What to work on => Pull out each line of the items below that contains the string "armchair".

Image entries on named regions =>
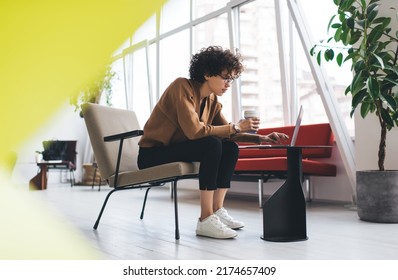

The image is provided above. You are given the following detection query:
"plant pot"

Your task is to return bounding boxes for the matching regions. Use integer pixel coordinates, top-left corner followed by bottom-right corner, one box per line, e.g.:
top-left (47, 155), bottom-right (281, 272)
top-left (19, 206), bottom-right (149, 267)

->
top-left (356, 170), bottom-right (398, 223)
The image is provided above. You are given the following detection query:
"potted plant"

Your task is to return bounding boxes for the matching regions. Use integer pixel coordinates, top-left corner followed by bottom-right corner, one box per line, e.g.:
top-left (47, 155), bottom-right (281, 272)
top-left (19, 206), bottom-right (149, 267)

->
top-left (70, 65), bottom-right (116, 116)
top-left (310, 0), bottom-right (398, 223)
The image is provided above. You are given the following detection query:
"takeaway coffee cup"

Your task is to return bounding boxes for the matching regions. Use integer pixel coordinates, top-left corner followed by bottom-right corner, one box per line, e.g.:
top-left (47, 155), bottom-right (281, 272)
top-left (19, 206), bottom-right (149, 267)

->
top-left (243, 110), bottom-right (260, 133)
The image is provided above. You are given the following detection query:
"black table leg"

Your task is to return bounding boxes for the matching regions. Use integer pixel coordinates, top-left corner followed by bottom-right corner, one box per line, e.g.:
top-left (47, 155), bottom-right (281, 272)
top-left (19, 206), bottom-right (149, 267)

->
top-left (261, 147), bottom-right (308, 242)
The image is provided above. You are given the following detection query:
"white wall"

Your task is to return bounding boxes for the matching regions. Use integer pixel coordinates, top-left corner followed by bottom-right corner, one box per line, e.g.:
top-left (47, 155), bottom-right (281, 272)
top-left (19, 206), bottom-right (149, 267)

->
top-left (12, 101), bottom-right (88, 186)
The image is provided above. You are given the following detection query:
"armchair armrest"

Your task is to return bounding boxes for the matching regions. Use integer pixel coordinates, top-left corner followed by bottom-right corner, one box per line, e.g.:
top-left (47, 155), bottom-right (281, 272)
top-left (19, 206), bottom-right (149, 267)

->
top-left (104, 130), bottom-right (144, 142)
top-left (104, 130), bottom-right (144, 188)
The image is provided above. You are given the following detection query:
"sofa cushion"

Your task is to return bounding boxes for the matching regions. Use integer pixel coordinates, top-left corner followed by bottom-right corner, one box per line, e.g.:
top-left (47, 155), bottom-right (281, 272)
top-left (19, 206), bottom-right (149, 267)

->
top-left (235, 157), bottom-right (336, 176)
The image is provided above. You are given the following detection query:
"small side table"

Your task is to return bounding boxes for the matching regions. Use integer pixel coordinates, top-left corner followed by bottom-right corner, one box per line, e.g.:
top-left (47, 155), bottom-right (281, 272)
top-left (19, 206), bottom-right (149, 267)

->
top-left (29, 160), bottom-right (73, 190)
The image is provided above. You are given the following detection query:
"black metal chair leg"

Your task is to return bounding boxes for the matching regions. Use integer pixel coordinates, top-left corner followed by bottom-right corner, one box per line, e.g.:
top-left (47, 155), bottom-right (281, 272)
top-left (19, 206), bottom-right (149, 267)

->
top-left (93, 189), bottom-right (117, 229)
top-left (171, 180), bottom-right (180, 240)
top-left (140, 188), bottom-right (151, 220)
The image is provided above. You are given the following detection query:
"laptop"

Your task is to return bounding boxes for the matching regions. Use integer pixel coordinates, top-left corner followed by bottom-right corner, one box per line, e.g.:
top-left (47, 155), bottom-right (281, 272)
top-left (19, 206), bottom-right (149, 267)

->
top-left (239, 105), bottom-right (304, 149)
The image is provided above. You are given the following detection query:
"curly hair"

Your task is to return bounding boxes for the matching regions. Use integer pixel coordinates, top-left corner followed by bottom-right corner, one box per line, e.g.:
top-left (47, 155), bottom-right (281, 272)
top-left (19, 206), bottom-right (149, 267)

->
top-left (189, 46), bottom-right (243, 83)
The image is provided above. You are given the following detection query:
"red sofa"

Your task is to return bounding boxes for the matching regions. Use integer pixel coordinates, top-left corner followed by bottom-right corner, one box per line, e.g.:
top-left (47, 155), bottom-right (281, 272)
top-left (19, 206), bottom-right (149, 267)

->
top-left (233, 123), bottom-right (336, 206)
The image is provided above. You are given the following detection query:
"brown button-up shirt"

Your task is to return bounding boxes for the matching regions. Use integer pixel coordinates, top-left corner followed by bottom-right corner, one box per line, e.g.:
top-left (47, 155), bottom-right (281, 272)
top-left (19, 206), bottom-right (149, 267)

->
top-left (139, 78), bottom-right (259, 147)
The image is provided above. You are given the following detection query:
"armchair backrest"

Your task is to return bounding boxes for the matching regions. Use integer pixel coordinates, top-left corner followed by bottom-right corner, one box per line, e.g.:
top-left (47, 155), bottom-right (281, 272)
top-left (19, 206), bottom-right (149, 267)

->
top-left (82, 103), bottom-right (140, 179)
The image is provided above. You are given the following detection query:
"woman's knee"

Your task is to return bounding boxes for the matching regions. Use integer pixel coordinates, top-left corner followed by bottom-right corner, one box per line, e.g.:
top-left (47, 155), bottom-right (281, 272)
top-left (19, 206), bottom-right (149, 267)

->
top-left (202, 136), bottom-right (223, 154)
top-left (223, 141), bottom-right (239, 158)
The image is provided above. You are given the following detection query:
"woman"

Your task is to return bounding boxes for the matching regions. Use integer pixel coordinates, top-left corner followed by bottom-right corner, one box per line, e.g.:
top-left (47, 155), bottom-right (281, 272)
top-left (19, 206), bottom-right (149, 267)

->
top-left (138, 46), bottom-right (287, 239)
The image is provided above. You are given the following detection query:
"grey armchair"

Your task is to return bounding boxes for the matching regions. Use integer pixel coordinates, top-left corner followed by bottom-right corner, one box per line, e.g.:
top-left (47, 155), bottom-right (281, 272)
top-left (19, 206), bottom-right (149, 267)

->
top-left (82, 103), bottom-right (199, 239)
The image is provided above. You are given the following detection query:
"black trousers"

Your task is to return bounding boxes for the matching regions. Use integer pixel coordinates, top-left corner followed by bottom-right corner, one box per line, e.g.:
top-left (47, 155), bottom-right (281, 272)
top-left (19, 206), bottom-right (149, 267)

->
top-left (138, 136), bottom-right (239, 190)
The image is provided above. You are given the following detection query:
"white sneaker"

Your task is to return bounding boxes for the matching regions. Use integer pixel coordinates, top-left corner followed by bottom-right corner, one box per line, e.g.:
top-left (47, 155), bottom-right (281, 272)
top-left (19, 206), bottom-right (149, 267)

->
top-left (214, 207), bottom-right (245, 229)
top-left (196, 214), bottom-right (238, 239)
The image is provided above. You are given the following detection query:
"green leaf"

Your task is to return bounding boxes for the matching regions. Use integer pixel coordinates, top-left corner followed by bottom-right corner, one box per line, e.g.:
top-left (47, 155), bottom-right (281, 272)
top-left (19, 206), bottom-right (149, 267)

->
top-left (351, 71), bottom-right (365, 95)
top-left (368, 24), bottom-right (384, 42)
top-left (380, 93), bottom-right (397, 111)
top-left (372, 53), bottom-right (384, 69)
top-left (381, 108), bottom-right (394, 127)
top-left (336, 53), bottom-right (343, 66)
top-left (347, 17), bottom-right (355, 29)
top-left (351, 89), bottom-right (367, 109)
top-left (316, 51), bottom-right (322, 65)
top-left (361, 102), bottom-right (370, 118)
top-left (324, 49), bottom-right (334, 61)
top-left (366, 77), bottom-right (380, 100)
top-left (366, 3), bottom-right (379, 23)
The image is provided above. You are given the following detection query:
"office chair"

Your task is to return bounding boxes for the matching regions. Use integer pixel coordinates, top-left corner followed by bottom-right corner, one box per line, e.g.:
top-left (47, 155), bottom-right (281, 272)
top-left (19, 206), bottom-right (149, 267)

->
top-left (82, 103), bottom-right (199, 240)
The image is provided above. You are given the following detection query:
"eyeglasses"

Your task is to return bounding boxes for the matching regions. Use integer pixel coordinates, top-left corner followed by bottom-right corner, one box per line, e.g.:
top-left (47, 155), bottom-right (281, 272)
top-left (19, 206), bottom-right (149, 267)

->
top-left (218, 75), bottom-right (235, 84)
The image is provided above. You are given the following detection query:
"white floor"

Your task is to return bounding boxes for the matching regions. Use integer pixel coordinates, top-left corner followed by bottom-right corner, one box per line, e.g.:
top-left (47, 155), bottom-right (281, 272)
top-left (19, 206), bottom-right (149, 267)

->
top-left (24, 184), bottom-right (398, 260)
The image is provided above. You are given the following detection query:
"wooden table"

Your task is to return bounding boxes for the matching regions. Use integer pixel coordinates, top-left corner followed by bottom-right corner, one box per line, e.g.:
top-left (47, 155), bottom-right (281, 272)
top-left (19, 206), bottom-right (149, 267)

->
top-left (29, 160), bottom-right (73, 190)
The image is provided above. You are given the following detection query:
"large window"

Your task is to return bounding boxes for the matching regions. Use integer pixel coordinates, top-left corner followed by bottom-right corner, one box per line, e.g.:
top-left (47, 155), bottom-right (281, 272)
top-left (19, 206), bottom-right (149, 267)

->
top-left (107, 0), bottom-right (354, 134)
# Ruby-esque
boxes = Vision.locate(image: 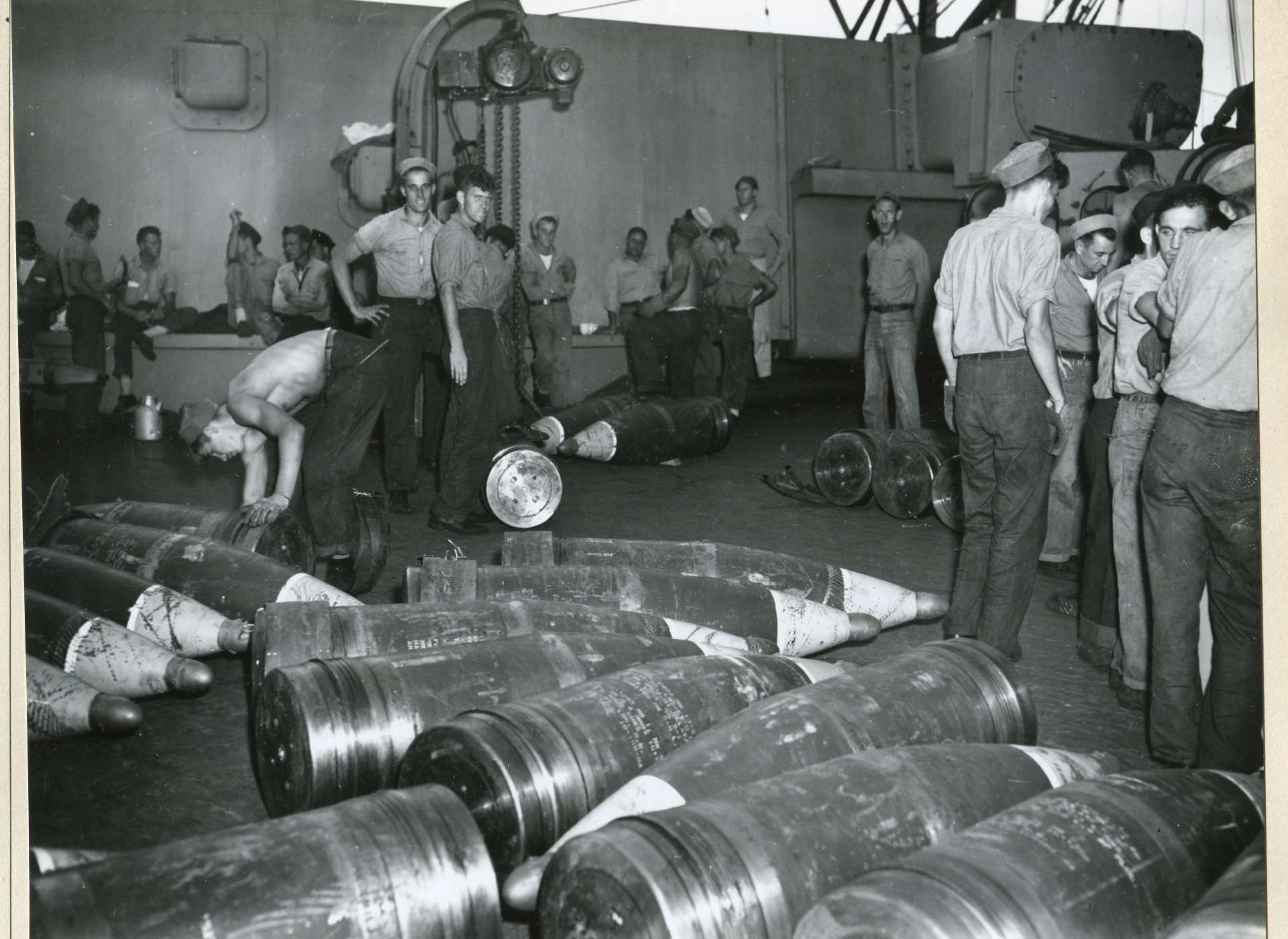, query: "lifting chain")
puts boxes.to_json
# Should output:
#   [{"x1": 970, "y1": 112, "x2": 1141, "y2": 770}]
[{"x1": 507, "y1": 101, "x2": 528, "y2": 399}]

The solution =>
"armchair armrest"
"armchair backrest"
"grey armchair"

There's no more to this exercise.